Start of Block

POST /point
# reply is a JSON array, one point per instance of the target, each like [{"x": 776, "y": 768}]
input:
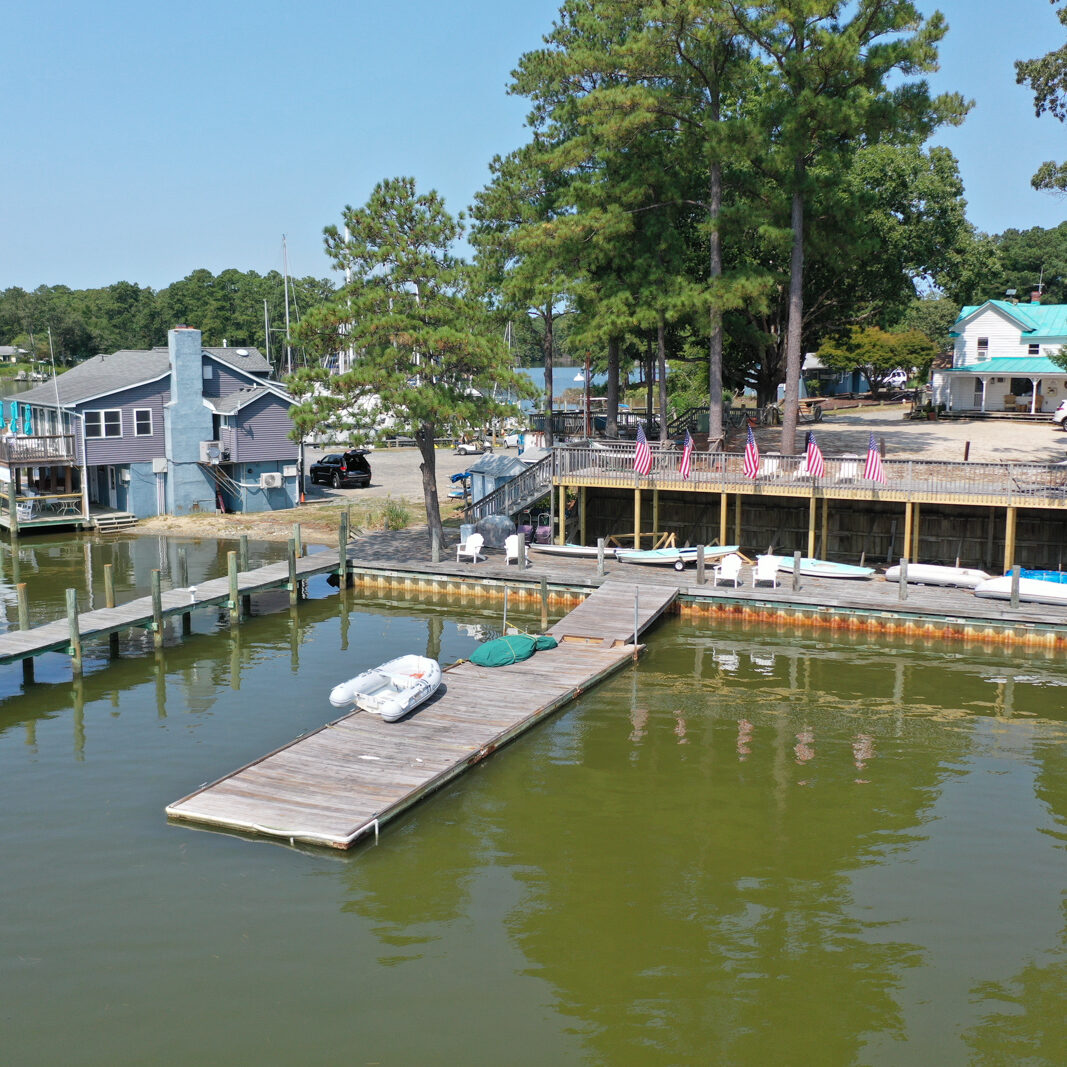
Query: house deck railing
[{"x": 38, "y": 448}]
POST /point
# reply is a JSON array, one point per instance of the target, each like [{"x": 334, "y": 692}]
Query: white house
[{"x": 1001, "y": 360}]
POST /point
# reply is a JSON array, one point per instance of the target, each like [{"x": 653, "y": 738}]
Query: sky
[{"x": 145, "y": 141}]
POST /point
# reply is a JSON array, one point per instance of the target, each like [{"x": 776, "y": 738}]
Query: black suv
[{"x": 343, "y": 468}]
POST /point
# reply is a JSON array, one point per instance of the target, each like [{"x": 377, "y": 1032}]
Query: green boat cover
[{"x": 510, "y": 650}]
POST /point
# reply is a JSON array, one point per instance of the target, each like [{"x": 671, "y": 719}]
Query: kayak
[
  {"x": 823, "y": 568},
  {"x": 932, "y": 574},
  {"x": 672, "y": 557},
  {"x": 393, "y": 689}
]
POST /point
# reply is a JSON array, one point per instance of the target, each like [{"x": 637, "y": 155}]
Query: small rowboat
[
  {"x": 932, "y": 574},
  {"x": 672, "y": 557},
  {"x": 1032, "y": 590},
  {"x": 823, "y": 568},
  {"x": 392, "y": 689}
]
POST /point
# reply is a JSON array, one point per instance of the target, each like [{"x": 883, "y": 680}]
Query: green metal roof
[
  {"x": 1010, "y": 366},
  {"x": 1036, "y": 321}
]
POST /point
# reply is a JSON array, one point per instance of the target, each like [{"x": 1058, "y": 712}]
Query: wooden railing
[{"x": 37, "y": 448}]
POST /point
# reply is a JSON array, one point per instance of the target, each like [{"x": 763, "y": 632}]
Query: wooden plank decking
[{"x": 344, "y": 780}]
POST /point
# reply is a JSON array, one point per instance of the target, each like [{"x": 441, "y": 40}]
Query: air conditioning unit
[{"x": 210, "y": 451}]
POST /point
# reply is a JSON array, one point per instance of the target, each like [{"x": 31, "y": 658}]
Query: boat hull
[
  {"x": 932, "y": 574},
  {"x": 823, "y": 568},
  {"x": 392, "y": 689}
]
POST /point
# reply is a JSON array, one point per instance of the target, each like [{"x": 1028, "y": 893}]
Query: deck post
[
  {"x": 235, "y": 600},
  {"x": 1009, "y": 518},
  {"x": 24, "y": 623},
  {"x": 343, "y": 551},
  {"x": 75, "y": 635},
  {"x": 187, "y": 618},
  {"x": 157, "y": 609},
  {"x": 293, "y": 587},
  {"x": 242, "y": 564}
]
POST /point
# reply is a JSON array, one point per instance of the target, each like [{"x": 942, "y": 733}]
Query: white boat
[
  {"x": 577, "y": 551},
  {"x": 1032, "y": 590},
  {"x": 672, "y": 557},
  {"x": 932, "y": 574},
  {"x": 822, "y": 568},
  {"x": 392, "y": 689}
]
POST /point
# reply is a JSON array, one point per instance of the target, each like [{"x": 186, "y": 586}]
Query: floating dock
[{"x": 343, "y": 781}]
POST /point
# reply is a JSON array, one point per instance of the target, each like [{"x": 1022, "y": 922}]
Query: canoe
[
  {"x": 393, "y": 689},
  {"x": 1032, "y": 590},
  {"x": 932, "y": 574},
  {"x": 672, "y": 557},
  {"x": 578, "y": 551},
  {"x": 823, "y": 568}
]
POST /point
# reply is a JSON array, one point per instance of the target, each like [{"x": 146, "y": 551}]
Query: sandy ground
[{"x": 396, "y": 475}]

End of Block

:: Work task ::
Set out every record exactly, images excluded.

:: Written answer ::
POST /point
# reply is a JSON array, one point per instance of the target, each like [{"x": 776, "y": 768}]
input:
Query: house deck railing
[{"x": 38, "y": 448}]
POST /point
# reply is a JSON array, one point per instance of the target, each like [{"x": 334, "y": 692}]
Query: white house
[{"x": 1001, "y": 360}]
POST /point
# reply is a JSON array, one point per instance of the target, each like [{"x": 653, "y": 738}]
Query: sky
[{"x": 145, "y": 141}]
POST /point
# reply is a JSON array, one point per instance of the target, each like [{"x": 776, "y": 738}]
Query: black suv
[{"x": 343, "y": 468}]
POST /point
# reply is a JSON array, one point per instance of the target, each like [{"x": 377, "y": 1032}]
Query: green boat cover
[{"x": 510, "y": 650}]
POST /point
# reply is a JSON array, one point per instance of the target, each like [{"x": 671, "y": 719}]
Query: kayak
[
  {"x": 823, "y": 568},
  {"x": 932, "y": 574},
  {"x": 672, "y": 557},
  {"x": 393, "y": 689}
]
POST /point
# reply is a JSON array, one point per instance of the target, each like [{"x": 637, "y": 155}]
Query: small rowboat
[
  {"x": 932, "y": 574},
  {"x": 672, "y": 557},
  {"x": 1032, "y": 590},
  {"x": 823, "y": 568},
  {"x": 392, "y": 689}
]
POST /point
# reply is a JSON array, one point per instance of the target, each like [{"x": 883, "y": 680}]
Query: green metal roof
[
  {"x": 1010, "y": 366},
  {"x": 1036, "y": 321}
]
POST /point
# reply is a JSON array, one point per instance of the target, each like [{"x": 1058, "y": 712}]
Query: wooden railing
[{"x": 37, "y": 448}]
POST /point
# reply is a JSON array, one point per instance of the target, each like [{"x": 763, "y": 632}]
Query: wooden plank decking
[{"x": 344, "y": 780}]
POST /point
# reply is a JSON array, one point per instance of the target, each like [{"x": 441, "y": 40}]
Query: air conditioning unit
[{"x": 210, "y": 451}]
POST /point
# reply is a JSON array, one point per instance of the target, each like [{"x": 31, "y": 658}]
Query: boat hull
[
  {"x": 932, "y": 574},
  {"x": 823, "y": 568},
  {"x": 392, "y": 689}
]
POST /point
# reply is a JSON array, one point per instance of the target, each like [{"x": 1028, "y": 893}]
Query: deck post
[
  {"x": 235, "y": 600},
  {"x": 1009, "y": 518},
  {"x": 24, "y": 623},
  {"x": 343, "y": 551},
  {"x": 75, "y": 635},
  {"x": 187, "y": 618},
  {"x": 157, "y": 609},
  {"x": 293, "y": 587},
  {"x": 242, "y": 564}
]
POST /point
# reply is a JSON array, one point per instance of the target, each like [{"x": 942, "y": 733}]
Query: white boat
[
  {"x": 577, "y": 551},
  {"x": 1032, "y": 590},
  {"x": 672, "y": 557},
  {"x": 932, "y": 574},
  {"x": 822, "y": 568},
  {"x": 392, "y": 689}
]
POST /point
# reply is a JSON array, one point per instance of the target, each like [{"x": 186, "y": 586}]
Query: floating dock
[{"x": 343, "y": 781}]
POST /point
# reply is a JSON array, one point per instance of the target, each like [{"x": 1022, "y": 922}]
Query: canoe
[
  {"x": 393, "y": 689},
  {"x": 1032, "y": 590},
  {"x": 932, "y": 574},
  {"x": 672, "y": 557},
  {"x": 578, "y": 551},
  {"x": 823, "y": 568}
]
POST /point
# reply is a JSON array, one point per instance of the target, each like [{"x": 146, "y": 551}]
Query: sandy ground
[{"x": 396, "y": 475}]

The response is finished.